**Aim of the task:** Give exactly the lines from the one with "of the vertical" through the final line of the listing below, both included, leaving out any pictures.

╔══

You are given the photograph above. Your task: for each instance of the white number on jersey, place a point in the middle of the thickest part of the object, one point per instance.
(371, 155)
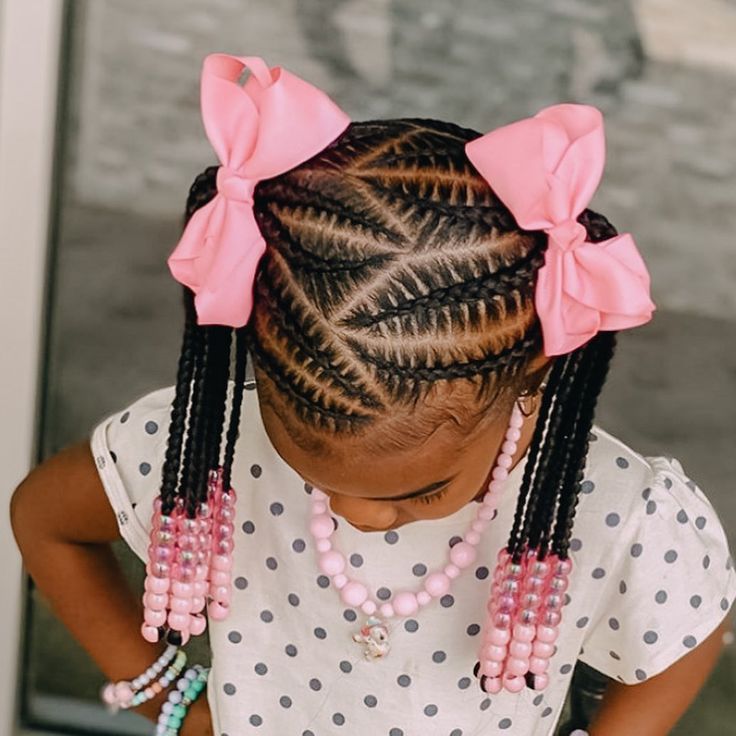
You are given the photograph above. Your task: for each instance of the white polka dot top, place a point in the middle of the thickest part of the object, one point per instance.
(652, 578)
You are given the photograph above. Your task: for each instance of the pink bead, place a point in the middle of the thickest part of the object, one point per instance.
(154, 618)
(513, 683)
(181, 605)
(222, 562)
(551, 618)
(479, 525)
(217, 611)
(220, 577)
(178, 621)
(495, 652)
(463, 554)
(354, 593)
(492, 685)
(502, 621)
(485, 512)
(437, 584)
(472, 537)
(513, 434)
(108, 694)
(520, 649)
(331, 563)
(542, 649)
(405, 603)
(155, 601)
(321, 526)
(123, 692)
(504, 460)
(149, 633)
(182, 590)
(156, 585)
(500, 637)
(197, 625)
(517, 666)
(500, 473)
(496, 486)
(509, 447)
(220, 593)
(516, 421)
(523, 632)
(491, 668)
(547, 634)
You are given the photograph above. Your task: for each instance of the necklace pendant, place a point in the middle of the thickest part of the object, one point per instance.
(374, 636)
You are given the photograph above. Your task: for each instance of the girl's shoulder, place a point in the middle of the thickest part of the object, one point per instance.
(655, 569)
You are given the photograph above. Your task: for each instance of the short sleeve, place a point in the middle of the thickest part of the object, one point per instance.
(672, 585)
(129, 448)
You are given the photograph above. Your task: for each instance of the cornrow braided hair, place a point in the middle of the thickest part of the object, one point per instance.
(393, 274)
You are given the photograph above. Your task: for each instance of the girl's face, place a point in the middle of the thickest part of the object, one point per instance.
(434, 480)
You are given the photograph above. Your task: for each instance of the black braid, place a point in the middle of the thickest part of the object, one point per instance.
(606, 345)
(560, 445)
(179, 408)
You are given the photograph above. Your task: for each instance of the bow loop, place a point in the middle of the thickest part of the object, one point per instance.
(270, 124)
(568, 234)
(546, 169)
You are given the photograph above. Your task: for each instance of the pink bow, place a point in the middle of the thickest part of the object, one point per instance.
(263, 128)
(545, 169)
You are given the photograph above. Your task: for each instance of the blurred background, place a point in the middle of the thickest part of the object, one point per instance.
(129, 142)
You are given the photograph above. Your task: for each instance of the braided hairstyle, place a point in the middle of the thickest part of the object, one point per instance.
(393, 278)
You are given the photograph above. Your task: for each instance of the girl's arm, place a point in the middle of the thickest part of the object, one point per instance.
(654, 707)
(63, 525)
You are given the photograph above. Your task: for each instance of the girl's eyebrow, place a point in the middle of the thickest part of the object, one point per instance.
(419, 492)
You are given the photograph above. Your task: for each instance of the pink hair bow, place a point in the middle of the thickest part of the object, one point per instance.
(263, 128)
(545, 169)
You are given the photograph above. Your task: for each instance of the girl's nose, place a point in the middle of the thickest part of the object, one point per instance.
(378, 515)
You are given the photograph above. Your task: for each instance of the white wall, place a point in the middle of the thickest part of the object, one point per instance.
(29, 51)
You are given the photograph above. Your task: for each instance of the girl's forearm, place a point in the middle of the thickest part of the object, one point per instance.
(86, 590)
(654, 707)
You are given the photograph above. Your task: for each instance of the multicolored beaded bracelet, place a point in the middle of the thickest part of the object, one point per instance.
(168, 677)
(188, 689)
(123, 693)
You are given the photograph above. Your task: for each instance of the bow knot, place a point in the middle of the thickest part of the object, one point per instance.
(567, 235)
(260, 129)
(234, 185)
(545, 169)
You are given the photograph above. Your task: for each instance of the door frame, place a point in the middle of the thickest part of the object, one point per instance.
(31, 33)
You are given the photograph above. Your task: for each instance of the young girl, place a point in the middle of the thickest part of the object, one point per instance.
(405, 520)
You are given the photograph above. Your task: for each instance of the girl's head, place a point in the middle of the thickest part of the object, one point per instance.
(393, 328)
(399, 311)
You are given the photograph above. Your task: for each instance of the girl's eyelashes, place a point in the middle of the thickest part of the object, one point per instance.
(431, 497)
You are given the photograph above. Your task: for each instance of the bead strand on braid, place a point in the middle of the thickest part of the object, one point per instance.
(220, 590)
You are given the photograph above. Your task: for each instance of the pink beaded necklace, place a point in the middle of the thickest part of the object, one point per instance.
(374, 634)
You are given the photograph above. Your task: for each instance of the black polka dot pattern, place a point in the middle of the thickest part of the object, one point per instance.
(650, 566)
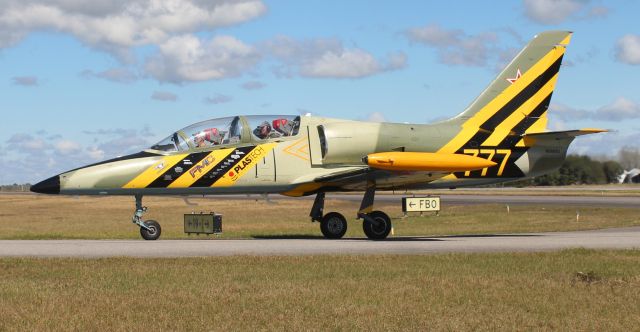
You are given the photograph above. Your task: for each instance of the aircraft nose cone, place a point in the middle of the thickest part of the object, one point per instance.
(48, 186)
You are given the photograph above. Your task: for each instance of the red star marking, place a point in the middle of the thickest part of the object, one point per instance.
(513, 80)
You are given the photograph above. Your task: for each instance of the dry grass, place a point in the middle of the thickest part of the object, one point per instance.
(541, 291)
(54, 217)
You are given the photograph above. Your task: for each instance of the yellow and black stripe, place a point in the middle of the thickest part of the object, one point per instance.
(201, 169)
(520, 108)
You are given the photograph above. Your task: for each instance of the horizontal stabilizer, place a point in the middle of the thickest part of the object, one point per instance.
(426, 161)
(566, 133)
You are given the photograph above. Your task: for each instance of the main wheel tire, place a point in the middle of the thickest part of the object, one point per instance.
(333, 225)
(379, 231)
(153, 233)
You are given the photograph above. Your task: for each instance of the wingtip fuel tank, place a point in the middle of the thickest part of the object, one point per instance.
(426, 161)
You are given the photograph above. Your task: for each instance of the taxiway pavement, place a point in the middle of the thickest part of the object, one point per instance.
(619, 238)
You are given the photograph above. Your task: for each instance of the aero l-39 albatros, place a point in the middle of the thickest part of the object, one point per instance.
(500, 137)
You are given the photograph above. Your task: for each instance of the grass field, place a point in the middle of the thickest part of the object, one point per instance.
(55, 217)
(568, 290)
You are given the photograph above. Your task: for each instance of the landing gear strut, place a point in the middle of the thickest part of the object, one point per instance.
(375, 224)
(149, 229)
(333, 225)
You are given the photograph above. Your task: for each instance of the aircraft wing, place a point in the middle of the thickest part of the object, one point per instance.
(357, 179)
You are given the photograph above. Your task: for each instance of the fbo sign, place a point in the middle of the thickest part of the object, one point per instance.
(420, 204)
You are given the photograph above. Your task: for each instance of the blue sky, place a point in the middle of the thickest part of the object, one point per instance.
(86, 81)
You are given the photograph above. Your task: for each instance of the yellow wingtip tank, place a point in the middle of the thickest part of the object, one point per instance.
(426, 161)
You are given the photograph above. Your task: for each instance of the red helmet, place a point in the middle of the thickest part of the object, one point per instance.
(279, 123)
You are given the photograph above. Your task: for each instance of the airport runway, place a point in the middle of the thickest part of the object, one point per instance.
(620, 238)
(490, 198)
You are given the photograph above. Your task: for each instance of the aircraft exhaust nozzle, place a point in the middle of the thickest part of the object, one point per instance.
(426, 161)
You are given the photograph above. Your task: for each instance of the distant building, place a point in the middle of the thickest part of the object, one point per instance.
(631, 176)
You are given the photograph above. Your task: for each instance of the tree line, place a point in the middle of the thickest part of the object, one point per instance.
(581, 169)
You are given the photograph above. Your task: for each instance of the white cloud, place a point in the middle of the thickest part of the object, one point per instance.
(26, 142)
(606, 144)
(327, 58)
(95, 153)
(218, 99)
(164, 96)
(119, 75)
(567, 113)
(621, 109)
(376, 117)
(628, 49)
(25, 80)
(552, 11)
(67, 147)
(253, 85)
(188, 58)
(117, 25)
(454, 46)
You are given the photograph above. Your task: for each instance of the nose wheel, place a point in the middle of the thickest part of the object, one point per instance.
(333, 225)
(149, 229)
(152, 231)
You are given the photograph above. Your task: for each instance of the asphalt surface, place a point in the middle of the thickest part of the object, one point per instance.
(469, 199)
(620, 238)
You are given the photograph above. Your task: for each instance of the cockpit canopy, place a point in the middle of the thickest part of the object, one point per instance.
(230, 130)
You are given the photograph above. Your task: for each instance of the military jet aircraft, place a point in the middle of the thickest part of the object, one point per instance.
(501, 136)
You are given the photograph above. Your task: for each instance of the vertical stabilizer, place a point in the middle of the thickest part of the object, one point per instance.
(516, 102)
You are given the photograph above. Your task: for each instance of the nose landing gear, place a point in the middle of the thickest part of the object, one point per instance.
(150, 229)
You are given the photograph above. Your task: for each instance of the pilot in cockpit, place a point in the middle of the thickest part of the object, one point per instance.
(207, 137)
(263, 131)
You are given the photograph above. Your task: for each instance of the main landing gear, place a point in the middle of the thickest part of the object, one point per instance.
(333, 225)
(149, 229)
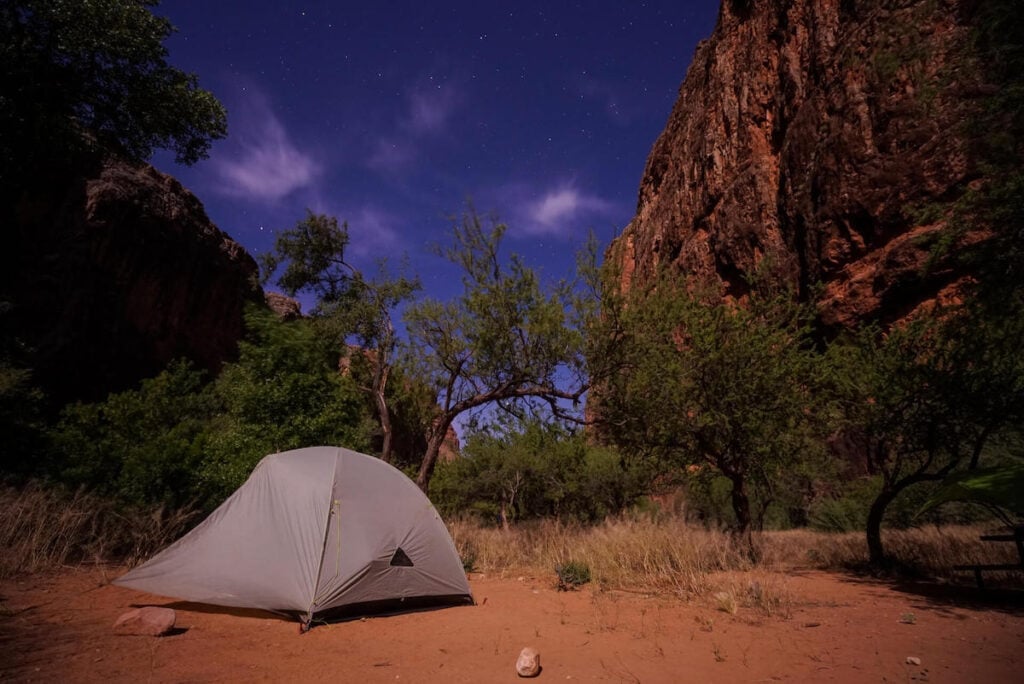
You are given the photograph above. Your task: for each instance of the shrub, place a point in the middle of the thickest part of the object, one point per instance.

╚══

**Answer below:**
You are given the photograph above. Your task: for each instance of the vertical stabilizer, place a point in the middle of the thickest part of the object, one point per instance.
(516, 102)
You are given the photograph above. Your task: for each instance of the nose landing gear, place a point in the middle of the thickest part of the object, one point per instance.
(150, 229)
You are given the photograph above. Your task: for each instance of the pilot in cockpit, place a point in the middle of the thickest part of the object, one point per instance.
(207, 137)
(263, 131)
You are given the photograph above. Your task: for each instance of the main landing gear, place a point in the middle of the thickest part of the object, one point per instance.
(333, 225)
(149, 229)
You are given the photograph above. Your task: for each instance of the shrub, place a point in the middle of the thickest part of the object, one point per instance.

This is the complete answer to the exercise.